* _Items from a labeling collection_:
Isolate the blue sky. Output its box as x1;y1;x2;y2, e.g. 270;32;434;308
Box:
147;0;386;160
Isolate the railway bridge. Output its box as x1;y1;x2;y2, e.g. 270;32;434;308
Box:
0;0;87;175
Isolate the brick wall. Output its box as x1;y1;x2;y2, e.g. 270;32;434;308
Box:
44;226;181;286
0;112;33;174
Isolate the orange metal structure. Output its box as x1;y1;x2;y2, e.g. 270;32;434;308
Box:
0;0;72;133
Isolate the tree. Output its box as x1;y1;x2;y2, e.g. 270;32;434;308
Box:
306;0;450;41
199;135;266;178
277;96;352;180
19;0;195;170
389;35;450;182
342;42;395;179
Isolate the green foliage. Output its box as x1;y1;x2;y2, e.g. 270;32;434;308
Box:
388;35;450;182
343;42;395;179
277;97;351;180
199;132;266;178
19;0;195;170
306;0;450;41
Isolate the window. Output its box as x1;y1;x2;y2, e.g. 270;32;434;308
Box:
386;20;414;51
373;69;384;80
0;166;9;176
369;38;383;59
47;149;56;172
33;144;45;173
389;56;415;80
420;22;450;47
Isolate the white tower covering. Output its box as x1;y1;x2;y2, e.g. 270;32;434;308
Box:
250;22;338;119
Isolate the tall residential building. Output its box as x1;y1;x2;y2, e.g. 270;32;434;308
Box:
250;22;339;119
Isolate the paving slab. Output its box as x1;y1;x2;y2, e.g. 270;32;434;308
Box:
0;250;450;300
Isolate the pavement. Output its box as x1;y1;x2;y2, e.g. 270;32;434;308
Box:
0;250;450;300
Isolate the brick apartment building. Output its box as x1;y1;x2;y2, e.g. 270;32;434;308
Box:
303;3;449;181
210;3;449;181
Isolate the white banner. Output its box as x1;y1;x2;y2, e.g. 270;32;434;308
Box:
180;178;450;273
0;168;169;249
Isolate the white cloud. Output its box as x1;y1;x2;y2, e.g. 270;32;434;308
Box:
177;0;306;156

* _Goal_:
Please turn the stretch of lines from the one containing "Isolate the white tower" through the one containing "210;3;449;181" into a numbered list, leaving out any blank lines.

* _Written response_:
1. Isolate the white tower covering. Output its box as x1;y1;x2;y2, e.g. 270;32;434;308
2. Box:
3. 250;22;338;119
4. Isolate the tall residential building. Output its box as x1;y1;x2;y2, e.g. 270;32;434;308
5. Box:
6. 250;22;339;119
7. Isolate the paving slab. Output its box as x1;y1;x2;y2, e.g. 270;32;434;308
8. Box:
9. 0;250;450;300
10. Isolate the pavement. Output its box as x1;y1;x2;y2, e.g. 270;32;434;308
11. Box:
12. 0;250;450;300
13. Isolate the brick apartment building. Output its box as x1;y1;x2;y2, e.g. 270;32;434;308
14. Box:
15. 303;3;449;181
16. 210;3;449;181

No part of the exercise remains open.